§ **Page excerpt**
↓
There’s a couple of things worth stating at the outset of what I’m about to say. Firstly, Willie Hay has long been seen on ‘all sides of the house’ as a decent and honorable man. Two, these are early days for the Assembly and the Executive, not least for the second which finds itself directed by a much stronger alliance between the two major parties than was the case last time out. But last week’s events, as pointed out by Mark Durkan, raise serious questions about the capacity of Assembly to scrutinise that potentially much stronger government. In breaking an Assembly in session in response to a questionable point of order from the Minister for Finance, Mr Hay stated that he was seeking advice in order to protect the Assembly. From what he did not state, but in taking that query from one minister whilst another was speaking, he breached several rules of the Blue Book, which sets out the protocols of the house.
In fact one of the Speaker’s primary roles is to protect the Assembly from undue interference from the Executive. In all devolved matters the Executive is the government. This is more important than it sounds, because it is the Assembly’s job to represent the people in watching exactly what government is up to on their behalf.
This is already problematic in Northern Ireland, since the Assembly contains no Opposition. Nevertheless the Assembly, both in plenary and committee, is the only means of running the necessary checks and balances on the conduct of that government, before it passes legislation.
As I have said on a previous thread, people should not forget that governments can grind particularly hard when they move to action. Probity within the relationship between the Executive and the Assembly is ultimately crucial to establishing and maintaining the authenticity and authority of the Executive and its actions.
But there is already a sense that Ministers are treating the Assembly as a bit of a joke, by ignoring motions passed there and going ahead and doing their own departmental thing.
↑
§ **Problems to work on**
**A.** From the post about the Assembly Speaker, set down the passage that begins at the words "As I have said" and stops after the words "own departmental thing.".
**B.** Answer these from the post about the Assembly Speaker:
(i) What does the Blue Book set out?
(ii) What does the Assembly in Northern Ireland contain none of?
(iii) Who pointed out that last week's events raise serious questions about the Assembly's capacity to scrutinize the government?

§ **Provided information**
↓
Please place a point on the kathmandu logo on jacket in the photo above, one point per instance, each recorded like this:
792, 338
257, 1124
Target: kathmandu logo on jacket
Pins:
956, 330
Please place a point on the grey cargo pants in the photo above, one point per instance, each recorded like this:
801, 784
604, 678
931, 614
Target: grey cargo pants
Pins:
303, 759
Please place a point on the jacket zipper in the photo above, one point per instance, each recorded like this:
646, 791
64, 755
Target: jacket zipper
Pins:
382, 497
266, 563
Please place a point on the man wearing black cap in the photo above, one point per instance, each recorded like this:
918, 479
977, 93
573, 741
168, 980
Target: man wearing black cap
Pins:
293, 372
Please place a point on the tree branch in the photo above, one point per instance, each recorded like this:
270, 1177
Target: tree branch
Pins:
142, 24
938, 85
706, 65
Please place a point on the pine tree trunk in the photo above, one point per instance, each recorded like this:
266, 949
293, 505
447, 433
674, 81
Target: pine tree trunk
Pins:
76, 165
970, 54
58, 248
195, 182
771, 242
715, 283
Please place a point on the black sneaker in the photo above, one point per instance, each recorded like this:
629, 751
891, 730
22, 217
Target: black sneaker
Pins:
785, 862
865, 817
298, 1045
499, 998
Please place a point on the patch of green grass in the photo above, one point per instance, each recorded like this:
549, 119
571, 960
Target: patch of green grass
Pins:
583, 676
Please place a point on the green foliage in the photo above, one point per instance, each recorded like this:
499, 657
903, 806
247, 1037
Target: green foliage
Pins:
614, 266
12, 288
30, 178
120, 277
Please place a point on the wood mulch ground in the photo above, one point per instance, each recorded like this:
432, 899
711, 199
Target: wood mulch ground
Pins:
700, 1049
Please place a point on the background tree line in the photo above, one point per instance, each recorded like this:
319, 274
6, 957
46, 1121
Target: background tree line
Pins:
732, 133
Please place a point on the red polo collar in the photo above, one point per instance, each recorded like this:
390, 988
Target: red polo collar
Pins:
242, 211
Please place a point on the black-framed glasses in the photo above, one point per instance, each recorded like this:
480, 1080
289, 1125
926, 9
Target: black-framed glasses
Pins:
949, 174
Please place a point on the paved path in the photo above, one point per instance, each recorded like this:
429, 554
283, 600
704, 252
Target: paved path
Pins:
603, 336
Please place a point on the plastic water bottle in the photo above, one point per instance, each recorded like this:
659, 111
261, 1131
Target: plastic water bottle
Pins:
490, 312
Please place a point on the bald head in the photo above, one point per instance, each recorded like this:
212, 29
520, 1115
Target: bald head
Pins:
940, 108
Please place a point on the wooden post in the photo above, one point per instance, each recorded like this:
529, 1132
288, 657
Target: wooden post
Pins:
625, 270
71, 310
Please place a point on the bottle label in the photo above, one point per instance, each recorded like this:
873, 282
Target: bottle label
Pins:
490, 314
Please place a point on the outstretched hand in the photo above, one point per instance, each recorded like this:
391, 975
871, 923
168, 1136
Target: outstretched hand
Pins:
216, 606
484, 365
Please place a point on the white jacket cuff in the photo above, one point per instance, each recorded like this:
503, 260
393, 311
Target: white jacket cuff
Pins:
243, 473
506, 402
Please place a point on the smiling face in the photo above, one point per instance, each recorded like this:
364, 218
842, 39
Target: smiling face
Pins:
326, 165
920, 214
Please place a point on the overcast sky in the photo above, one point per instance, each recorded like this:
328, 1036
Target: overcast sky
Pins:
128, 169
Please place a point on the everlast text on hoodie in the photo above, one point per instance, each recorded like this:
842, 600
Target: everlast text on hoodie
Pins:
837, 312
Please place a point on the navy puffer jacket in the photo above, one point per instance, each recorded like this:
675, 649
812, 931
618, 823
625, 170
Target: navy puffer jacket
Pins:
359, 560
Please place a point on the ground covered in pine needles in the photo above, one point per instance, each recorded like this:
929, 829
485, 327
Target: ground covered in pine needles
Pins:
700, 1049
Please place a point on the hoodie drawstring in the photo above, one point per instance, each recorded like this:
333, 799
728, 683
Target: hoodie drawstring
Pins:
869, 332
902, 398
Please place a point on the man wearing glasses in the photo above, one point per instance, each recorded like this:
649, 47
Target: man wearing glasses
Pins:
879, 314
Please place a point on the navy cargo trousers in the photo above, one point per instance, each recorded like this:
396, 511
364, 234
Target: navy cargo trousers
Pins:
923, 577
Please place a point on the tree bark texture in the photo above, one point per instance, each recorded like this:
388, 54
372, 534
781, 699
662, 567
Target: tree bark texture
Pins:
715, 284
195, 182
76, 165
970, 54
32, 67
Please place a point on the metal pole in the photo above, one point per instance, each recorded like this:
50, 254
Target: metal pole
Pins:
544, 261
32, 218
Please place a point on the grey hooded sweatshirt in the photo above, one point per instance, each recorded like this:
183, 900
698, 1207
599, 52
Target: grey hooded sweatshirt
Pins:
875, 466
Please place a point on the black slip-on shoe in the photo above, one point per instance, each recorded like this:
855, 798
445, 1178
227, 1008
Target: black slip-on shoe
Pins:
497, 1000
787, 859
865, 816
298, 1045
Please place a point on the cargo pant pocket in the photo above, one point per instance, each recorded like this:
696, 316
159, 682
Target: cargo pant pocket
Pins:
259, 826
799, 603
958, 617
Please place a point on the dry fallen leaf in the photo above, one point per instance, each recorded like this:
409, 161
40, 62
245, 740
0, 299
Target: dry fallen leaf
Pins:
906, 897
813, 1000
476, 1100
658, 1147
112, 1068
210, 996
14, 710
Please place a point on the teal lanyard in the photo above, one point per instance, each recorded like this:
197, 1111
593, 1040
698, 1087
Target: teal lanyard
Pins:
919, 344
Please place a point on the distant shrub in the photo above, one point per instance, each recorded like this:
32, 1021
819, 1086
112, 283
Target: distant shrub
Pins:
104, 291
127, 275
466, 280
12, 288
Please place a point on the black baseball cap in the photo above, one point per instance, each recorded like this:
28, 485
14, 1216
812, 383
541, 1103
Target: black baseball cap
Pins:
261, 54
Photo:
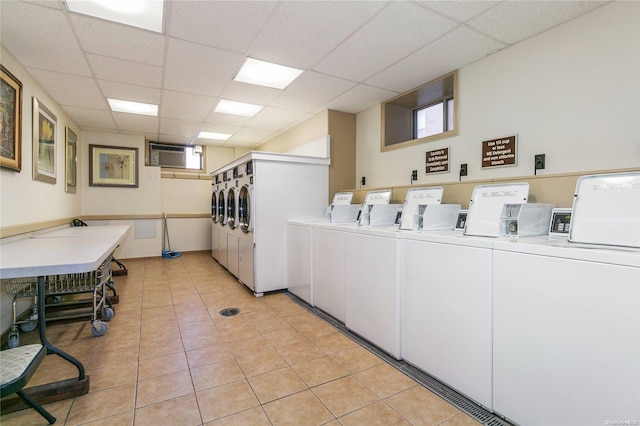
↑
§ **Results for each task**
**A.**
As I have said on a previous thread, people should not forget that governments can grind particularly hard when they move to action. Probity within the relationship between the Executive and the Assembly is ultimately crucial to establishing and maintaining the authenticity and authority of the Executive and its actions.
But there is already a sense that Ministers are treating the Assembly as a bit of a joke, by ignoring motions passed there and going ahead and doing their own departmental thing.

**B.**
(i) The protocols of the house.
(ii) An Opposition.
(iii) Mark Durkan.